Start of RAW DATA

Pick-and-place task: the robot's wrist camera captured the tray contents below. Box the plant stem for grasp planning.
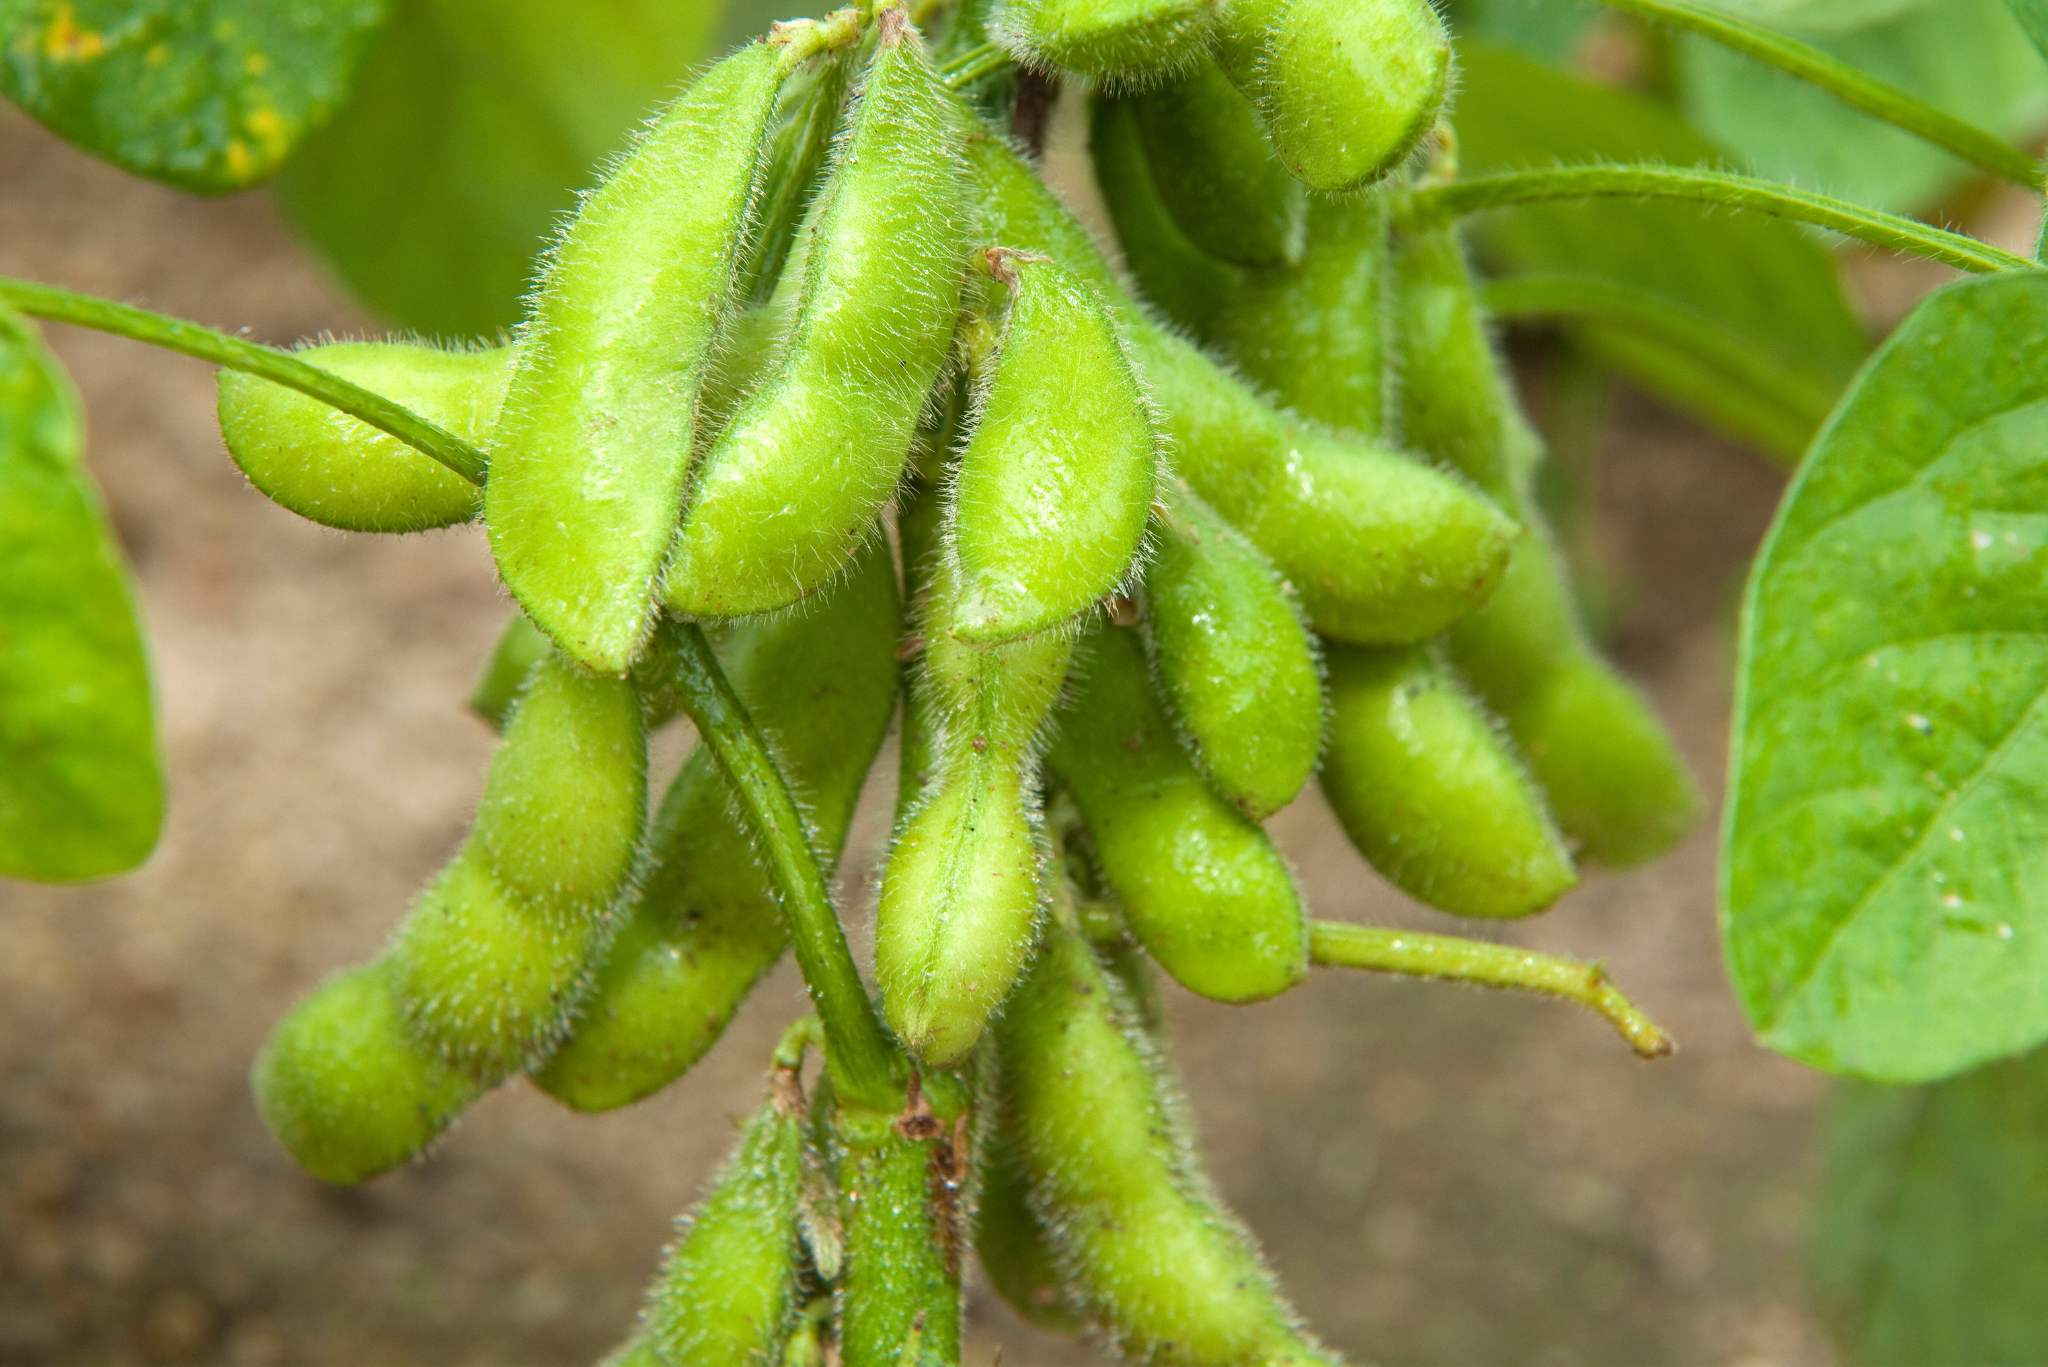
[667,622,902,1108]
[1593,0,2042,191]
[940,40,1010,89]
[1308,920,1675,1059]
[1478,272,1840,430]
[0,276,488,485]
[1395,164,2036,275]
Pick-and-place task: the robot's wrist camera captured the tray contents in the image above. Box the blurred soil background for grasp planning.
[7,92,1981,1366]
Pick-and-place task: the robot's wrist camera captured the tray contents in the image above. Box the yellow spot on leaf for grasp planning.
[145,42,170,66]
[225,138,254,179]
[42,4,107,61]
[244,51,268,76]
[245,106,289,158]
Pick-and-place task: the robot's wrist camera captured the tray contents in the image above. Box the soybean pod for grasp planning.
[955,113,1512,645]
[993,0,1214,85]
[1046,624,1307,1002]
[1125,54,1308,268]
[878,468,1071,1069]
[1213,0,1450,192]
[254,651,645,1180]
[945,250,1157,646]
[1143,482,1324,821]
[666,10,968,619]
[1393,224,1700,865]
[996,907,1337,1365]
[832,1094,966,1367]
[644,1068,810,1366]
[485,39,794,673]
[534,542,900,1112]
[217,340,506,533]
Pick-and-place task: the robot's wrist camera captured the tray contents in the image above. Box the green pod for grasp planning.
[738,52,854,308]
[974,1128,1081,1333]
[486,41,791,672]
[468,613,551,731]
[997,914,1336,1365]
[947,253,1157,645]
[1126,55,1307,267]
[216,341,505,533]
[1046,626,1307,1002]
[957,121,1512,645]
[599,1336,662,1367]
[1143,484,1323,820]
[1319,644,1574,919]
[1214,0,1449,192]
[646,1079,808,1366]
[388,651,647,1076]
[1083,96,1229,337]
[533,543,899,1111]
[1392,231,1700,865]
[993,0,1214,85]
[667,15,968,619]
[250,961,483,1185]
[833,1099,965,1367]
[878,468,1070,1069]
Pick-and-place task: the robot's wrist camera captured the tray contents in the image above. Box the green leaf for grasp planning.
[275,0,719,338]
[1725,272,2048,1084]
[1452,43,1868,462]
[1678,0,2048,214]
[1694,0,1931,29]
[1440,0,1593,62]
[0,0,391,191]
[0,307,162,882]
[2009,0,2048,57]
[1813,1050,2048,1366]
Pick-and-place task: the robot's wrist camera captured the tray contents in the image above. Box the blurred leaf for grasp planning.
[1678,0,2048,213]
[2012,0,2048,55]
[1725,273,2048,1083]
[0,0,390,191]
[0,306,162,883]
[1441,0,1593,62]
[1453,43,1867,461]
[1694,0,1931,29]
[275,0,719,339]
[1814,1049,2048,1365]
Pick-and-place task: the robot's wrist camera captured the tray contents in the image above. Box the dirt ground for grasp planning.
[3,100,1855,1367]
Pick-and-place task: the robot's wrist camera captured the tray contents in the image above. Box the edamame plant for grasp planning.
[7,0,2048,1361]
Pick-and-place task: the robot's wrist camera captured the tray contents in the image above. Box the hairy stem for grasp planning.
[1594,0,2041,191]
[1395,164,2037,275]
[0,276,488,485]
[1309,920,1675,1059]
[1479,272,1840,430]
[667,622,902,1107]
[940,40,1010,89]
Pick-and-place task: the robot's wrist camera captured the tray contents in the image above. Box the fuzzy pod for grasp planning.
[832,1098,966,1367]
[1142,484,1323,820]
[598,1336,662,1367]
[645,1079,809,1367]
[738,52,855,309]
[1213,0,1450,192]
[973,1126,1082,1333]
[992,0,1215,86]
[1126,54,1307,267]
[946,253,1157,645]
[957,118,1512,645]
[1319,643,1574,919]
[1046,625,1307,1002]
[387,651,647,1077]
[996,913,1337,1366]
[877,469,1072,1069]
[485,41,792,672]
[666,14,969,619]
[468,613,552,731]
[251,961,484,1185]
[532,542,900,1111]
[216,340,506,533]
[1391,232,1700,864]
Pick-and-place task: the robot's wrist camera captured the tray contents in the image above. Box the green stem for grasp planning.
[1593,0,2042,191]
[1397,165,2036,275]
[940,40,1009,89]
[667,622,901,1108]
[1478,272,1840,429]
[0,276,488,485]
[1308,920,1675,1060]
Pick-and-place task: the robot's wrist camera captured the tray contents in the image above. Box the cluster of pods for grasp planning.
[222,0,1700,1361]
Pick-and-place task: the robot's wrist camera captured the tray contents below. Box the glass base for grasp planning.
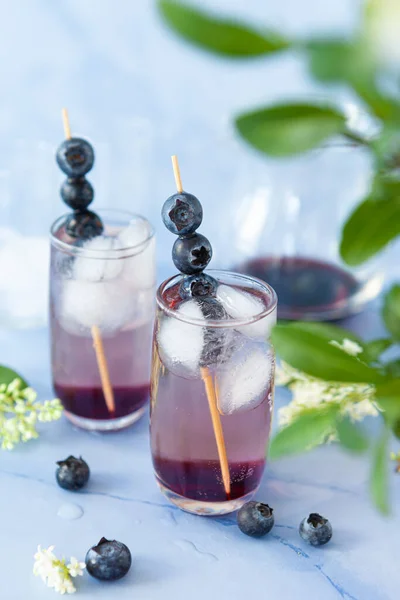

End of RAW DATA

Keep each line of the records exactly as it is while transcribing them, but leave the images behind.

Pick-and-place task: the robot's wrist camera captured the tray contents below. Box the plant stem for grasp planning.
[667,622,902,1108]
[1593,0,2042,191]
[940,40,1010,89]
[1308,920,1675,1059]
[1478,272,1840,430]
[0,276,488,485]
[1395,164,2036,275]
Pick-and-place task: the robot's wrist camera captured the tray contents in the image above. Box the blurred soil background for grasp planning.
[7,92,1981,1366]
Pick-and-place task: the robot's wrist camera captured the tray contents in the image above. Box the yellow spot on leaf for grasp planning.
[145,42,170,66]
[225,138,254,179]
[42,4,107,61]
[244,51,268,76]
[245,106,289,158]
Pick-and-place task: the robot's wrist camera captured the tray contents in the image above. Box the soybean pod for grasp planning.
[955,113,1512,645]
[993,0,1214,85]
[1046,624,1307,1002]
[1125,54,1308,268]
[878,468,1071,1069]
[1213,0,1450,192]
[254,651,645,1180]
[945,250,1157,646]
[1143,482,1324,821]
[666,10,968,619]
[1393,224,1700,865]
[996,907,1337,1365]
[832,1094,966,1367]
[644,1068,810,1366]
[485,39,794,673]
[534,542,900,1112]
[217,340,506,533]
Pick-and-place task: the robot's wrist camera captured the tray contents in the image above. Box the green pod for grasp planning.
[738,52,854,308]
[974,1128,1081,1333]
[486,41,791,672]
[468,613,551,731]
[997,914,1336,1365]
[947,253,1157,645]
[1126,55,1307,267]
[216,341,505,533]
[1046,626,1307,1002]
[957,121,1512,645]
[599,1336,662,1367]
[1143,484,1323,820]
[1319,644,1574,919]
[1214,0,1449,192]
[646,1079,808,1366]
[388,651,647,1076]
[1083,96,1229,337]
[533,543,899,1111]
[1392,231,1700,865]
[993,0,1214,85]
[667,15,968,619]
[250,961,483,1185]
[833,1099,965,1367]
[878,468,1070,1069]
Pick-and-place task: the robot's wrist camera captured the tray contents in the image above. Box the green leaf for grasp planning.
[275,0,719,338]
[1725,272,2048,1084]
[1452,43,1868,462]
[1678,0,2048,214]
[1694,0,1931,29]
[1440,0,1593,62]
[0,0,391,191]
[0,307,162,882]
[2009,0,2048,57]
[1813,1050,2048,1366]
Pick-and-place task: the robot's wrist camera captured the tray contents in the image above. Box the blurred leaf for grasp planning.
[1678,0,2048,213]
[2012,0,2048,55]
[1725,273,2048,1083]
[0,0,390,191]
[0,306,162,883]
[1441,0,1593,62]
[1453,43,1867,461]
[1694,0,1931,29]
[275,0,719,339]
[1814,1049,2048,1365]
Pick-and-place task: the robot's wrist camera captured the tray contents in the image above. Box the dirt ground for grasp planning.
[3,100,1855,1367]
Pick-and-place task: the robot's wrist camera captured the tray contents in the image above. Box the edamame plant for grasp planning.
[7,0,2048,1361]
Pick-and-place task: the robot's wrist camera captured the tray contents in the image above. Box the hairy stem for grasp planning.
[1594,0,2041,191]
[1395,164,2037,275]
[0,276,488,485]
[1309,920,1675,1059]
[1479,272,1840,430]
[667,622,902,1107]
[940,40,1010,89]
Pick-and-place task: the robot's wrist camera captured the tray contents in the image above. Box the fuzzy pod for grasp planning.
[832,1098,966,1367]
[1142,484,1323,820]
[598,1336,662,1367]
[645,1079,809,1367]
[738,52,855,309]
[1213,0,1450,192]
[973,1126,1082,1333]
[992,0,1215,86]
[1126,54,1307,267]
[946,253,1157,645]
[957,118,1512,645]
[1319,643,1574,919]
[1046,625,1307,1002]
[387,651,647,1077]
[996,913,1337,1366]
[877,469,1072,1069]
[485,41,792,672]
[666,14,969,619]
[468,613,552,731]
[251,961,484,1185]
[532,542,900,1111]
[216,340,506,533]
[1391,232,1700,864]
Pick-and-place task: the robot's wrist camera captured the tray contents in the image above. Box the green stem for grasp planning.
[1593,0,2042,191]
[1397,165,2036,275]
[940,40,1009,89]
[667,622,901,1108]
[1478,272,1840,429]
[0,276,488,485]
[1308,920,1675,1060]
Pick-and-place task: the robot's wrist camera captured the tray contents in the image above. Box the cluster of pods for grasp planning.
[222,0,1700,1361]
Pick-and-place task: the robot's wrist camera captured the tray contents below. Box the glass base for grasp planning.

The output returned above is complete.